ABOUT THIS TASK:
Answer these questions from the zombie film review below:
1. Which BBC miniseries is given as an example of a twist on the genre?
2. Which two actors make relatively brief appearances in Rise of the Zombies?
3. Whose film is Rise of the Zombies, according to the review?

EXCERPT:
Tag Archives: apocalypse

Another Zombie Apocalypse

I like the zombie apocalypse film genre. When it comes to quality of story, the proverbial bar is as low as it can go. I’ve been surprised by the quality of the story more than once. In the Flesh, a BBC miniseries, for instance, features a wonderful twist on the genre – such a twist that it’s no longer an apocalyptic outcome.
There are far worse zombie movies than Rise of the Zombies, a direct-to-cable gore-fest featuring Mariel Hemingway, Danny Trejo, and Ethan Suplee. Even French Stewart and LaVar Burton make relatively brief appearances.
Two things make Zombies worth talking about: the complete lack of characterization, and the lack of story. For the most part, characters in genre films are, at best, two-dimensional. In Nick Lyon’s Rise of the Zombies, the characters aspire to achieve a second dimension.

GIVEN INFORMATION:
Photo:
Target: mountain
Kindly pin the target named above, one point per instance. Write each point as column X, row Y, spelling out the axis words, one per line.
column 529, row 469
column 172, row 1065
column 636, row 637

OUTPUT FOR THIS TASK:
1. In the Flesh
2. French Stewart and LaVar Burton
3. Nick Lyon's